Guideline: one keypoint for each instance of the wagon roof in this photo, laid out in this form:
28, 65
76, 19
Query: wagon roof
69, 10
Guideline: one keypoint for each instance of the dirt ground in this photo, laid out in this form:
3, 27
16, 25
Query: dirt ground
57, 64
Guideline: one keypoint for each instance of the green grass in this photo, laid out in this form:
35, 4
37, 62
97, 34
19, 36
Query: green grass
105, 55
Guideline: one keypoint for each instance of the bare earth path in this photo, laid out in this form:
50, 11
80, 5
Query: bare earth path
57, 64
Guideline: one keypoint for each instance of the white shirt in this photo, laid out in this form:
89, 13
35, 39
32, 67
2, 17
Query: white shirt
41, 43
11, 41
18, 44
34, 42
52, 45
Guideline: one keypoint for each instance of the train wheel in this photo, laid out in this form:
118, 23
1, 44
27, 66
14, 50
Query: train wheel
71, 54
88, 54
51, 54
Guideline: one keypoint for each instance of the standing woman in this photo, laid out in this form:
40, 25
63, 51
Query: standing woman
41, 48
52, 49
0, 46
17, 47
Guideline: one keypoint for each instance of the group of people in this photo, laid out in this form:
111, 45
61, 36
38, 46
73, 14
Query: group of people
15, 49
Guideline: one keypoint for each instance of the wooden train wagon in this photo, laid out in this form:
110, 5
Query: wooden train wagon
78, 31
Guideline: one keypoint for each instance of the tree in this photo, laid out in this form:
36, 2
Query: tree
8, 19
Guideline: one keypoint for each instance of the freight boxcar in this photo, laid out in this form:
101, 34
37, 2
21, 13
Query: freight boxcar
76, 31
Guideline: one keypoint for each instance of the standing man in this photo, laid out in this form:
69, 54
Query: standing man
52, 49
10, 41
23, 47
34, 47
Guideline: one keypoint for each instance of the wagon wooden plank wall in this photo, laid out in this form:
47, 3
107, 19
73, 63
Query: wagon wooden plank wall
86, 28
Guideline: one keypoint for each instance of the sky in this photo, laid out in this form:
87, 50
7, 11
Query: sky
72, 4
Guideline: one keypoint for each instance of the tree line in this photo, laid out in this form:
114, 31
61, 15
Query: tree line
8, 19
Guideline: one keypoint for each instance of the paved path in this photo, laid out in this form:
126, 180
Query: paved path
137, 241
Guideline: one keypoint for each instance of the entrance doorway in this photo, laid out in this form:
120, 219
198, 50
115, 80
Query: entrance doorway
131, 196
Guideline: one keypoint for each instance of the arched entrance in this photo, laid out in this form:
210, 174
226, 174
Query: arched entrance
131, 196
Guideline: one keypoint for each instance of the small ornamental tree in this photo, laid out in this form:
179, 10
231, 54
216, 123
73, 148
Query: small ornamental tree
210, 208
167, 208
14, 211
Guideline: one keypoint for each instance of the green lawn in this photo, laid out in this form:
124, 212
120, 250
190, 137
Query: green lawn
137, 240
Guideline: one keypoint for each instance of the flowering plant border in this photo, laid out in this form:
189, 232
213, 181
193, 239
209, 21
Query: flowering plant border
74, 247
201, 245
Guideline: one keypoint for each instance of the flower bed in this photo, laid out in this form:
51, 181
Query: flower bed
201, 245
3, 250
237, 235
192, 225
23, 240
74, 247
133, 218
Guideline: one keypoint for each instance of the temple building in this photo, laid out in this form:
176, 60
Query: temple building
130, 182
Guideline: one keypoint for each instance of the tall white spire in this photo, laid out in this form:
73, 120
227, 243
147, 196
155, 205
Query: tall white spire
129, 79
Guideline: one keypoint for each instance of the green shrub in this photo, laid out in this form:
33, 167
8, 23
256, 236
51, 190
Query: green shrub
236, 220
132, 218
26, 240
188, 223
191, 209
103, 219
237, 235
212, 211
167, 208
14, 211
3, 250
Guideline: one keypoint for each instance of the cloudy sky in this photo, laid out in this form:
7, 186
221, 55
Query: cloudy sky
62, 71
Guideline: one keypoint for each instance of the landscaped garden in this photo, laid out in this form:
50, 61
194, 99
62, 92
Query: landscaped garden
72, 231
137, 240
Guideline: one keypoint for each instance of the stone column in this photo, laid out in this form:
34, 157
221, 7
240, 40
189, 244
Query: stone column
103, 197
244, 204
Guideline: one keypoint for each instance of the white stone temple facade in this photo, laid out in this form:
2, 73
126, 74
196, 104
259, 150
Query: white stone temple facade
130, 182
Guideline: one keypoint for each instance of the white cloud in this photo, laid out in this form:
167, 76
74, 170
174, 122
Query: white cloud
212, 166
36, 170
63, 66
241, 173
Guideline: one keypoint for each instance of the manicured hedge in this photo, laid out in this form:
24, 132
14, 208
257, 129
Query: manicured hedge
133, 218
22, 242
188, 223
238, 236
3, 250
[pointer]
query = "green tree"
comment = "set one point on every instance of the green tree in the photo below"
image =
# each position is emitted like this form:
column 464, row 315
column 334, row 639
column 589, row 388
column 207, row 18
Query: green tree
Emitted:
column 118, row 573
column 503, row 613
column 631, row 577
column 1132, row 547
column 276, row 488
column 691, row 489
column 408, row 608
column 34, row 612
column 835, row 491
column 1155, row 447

* * * * *

Reproduce each of the entries exactly, omitting none.

• _Result of this exercise_:
Guideline: one keypoint for each instance of the wagon roof in this photo, laid out in this form:
28, 65
76, 19
Query: wagon roof
69, 10
Guideline: one keypoint for each instance of the dirt ground in this photo, laid out in this form:
3, 27
16, 25
Query: dirt ground
57, 64
Guideline: one keypoint for each instance of the green grass in this photo, laid out in this form:
35, 4
37, 62
97, 34
19, 36
Query: green grass
105, 55
Guideline: one keypoint for each instance of the bare earth path in this photo, laid out in this form:
50, 11
80, 5
Query: bare earth path
57, 64
Guideline: one keypoint for each instance of the white shirt in this photo, laid out in this form:
89, 13
35, 39
32, 67
2, 17
Query: white shirt
41, 43
11, 41
18, 44
34, 42
52, 45
Guideline: one keypoint for each instance of the train wheel in this photo, laid out in this form:
118, 23
1, 44
27, 66
14, 50
Query: train wheel
71, 54
88, 54
51, 54
Guideline: one keypoint for each instance of the standing woman in this photo, laid out in this form:
40, 25
63, 51
Query: standing woman
41, 48
52, 49
0, 46
17, 47
Guideline: one keypoint for each instance of the group of people in this photo, laid out in this form:
111, 45
61, 36
38, 46
73, 14
Query: group of people
15, 49
Guideline: one keypoint for each instance of the wooden train wagon in this photo, laid out in this form:
110, 5
Query: wooden train wagon
78, 31
Guideline: one keypoint for each instance of the tree in this photo, laid out in this form:
36, 2
Query: tree
8, 19
Guideline: one keypoint for each instance of the freight boxcar in this photo, laid out in this form:
101, 34
37, 2
21, 13
Query: freight boxcar
76, 31
Guideline: one keypoint for each instance of the standing man in this photo, laid out in this form:
69, 54
Query: standing man
52, 49
10, 41
23, 47
34, 47
Guideline: one keypoint for each instance of the wagon wooden plank wall in this photo, laid out in this form:
47, 3
107, 19
73, 63
Query: wagon wooden plank wall
86, 28
Guideline: one keypoint for each instance of the sky in this photo, laid out in this form:
87, 50
7, 11
Query: sky
72, 4
Guideline: one keypoint for each instance of the tree line in this photo, laid out in this form:
114, 31
61, 15
Query: tree line
8, 19
Guideline: one keypoint for each instance of the paved path in this photo, laid out in this form:
126, 180
Query: paved path
137, 241
Guideline: one keypoint for each instance of the entrance doorway in this photo, laid out in this form:
120, 219
198, 50
115, 80
Query: entrance doorway
131, 196
Guideline: one keypoint for each instance of the arched entrance in this photo, laid out in this form:
210, 174
226, 174
Query: arched entrance
131, 196
Guideline: one keypoint for each instance of the small ornamental tree in this photo, laid out in this form:
179, 10
231, 54
216, 123
73, 148
Query: small ornamental tree
210, 208
167, 208
14, 211
Guideline: one keypoint for each instance of the green lawn in this photo, laid out in this form:
124, 212
120, 250
190, 137
Query: green lawn
137, 240
Guideline: one keypoint for each instance of the flowering plant border in this photo, laid out in this form:
189, 232
213, 181
193, 239
209, 21
Query: flowering plant border
74, 247
201, 245
Guideline: one keypoint for each instance of the flower bed in this photo, laid out in this form:
51, 181
Query: flower bed
201, 245
3, 250
237, 235
192, 225
23, 240
74, 247
133, 218
Guideline: one keypoint for each instance of the temple building in this photo, laid out in this form:
176, 60
Query: temple building
130, 182
Guideline: one keypoint for each instance of the tall white spire in this photo, laid out in this form:
73, 120
227, 243
147, 196
155, 205
Query: tall white spire
129, 79
Guideline: one keypoint for each instance of the green shrub in this photo, laid out in this form:
33, 167
8, 23
256, 236
51, 190
Query: green shrub
236, 220
132, 218
26, 240
188, 223
191, 209
103, 219
237, 235
212, 211
167, 208
14, 211
3, 250
Guideline: one keypoint for each instance of the cloudy sky in this photo, laid out in this form:
7, 186
221, 55
Query: cloudy sky
62, 71
Guideline: one keypoint for each instance of the landscaped garden in this photo, laid out in this form:
50, 61
194, 99
62, 92
Query: landscaped garden
72, 231
137, 240
Guideline: one keypoint for each instance of the stone column in this photo, laid out in this form:
34, 157
221, 7
240, 40
189, 244
Query: stone column
103, 197
244, 204
Guideline: one keypoint for each instance of the white stone temple facade in this photo, laid out in this form:
2, 73
126, 74
196, 104
259, 150
Query: white stone temple facade
130, 182
Guideline: one keypoint for each instance of the white cloud in this photo, laid out in this form:
167, 76
74, 170
174, 122
Query: white cloud
212, 166
36, 170
63, 66
241, 173
Guideline: one keypoint for each instance of the manicured hedge in this photo, laid out in this form:
24, 132
14, 208
257, 129
Query: manicured hedge
133, 218
22, 242
188, 223
238, 236
3, 250
[pointer]
query = "green tree"
comment = "set one point on every instance of the green tree in the photo below"
image =
# each position is emitted like this form:
column 464, row 315
column 334, row 639
column 589, row 388
column 207, row 18
Query: green tree
Emitted:
column 118, row 573
column 503, row 613
column 631, row 577
column 1132, row 547
column 276, row 488
column 691, row 489
column 408, row 608
column 34, row 612
column 835, row 491
column 1155, row 447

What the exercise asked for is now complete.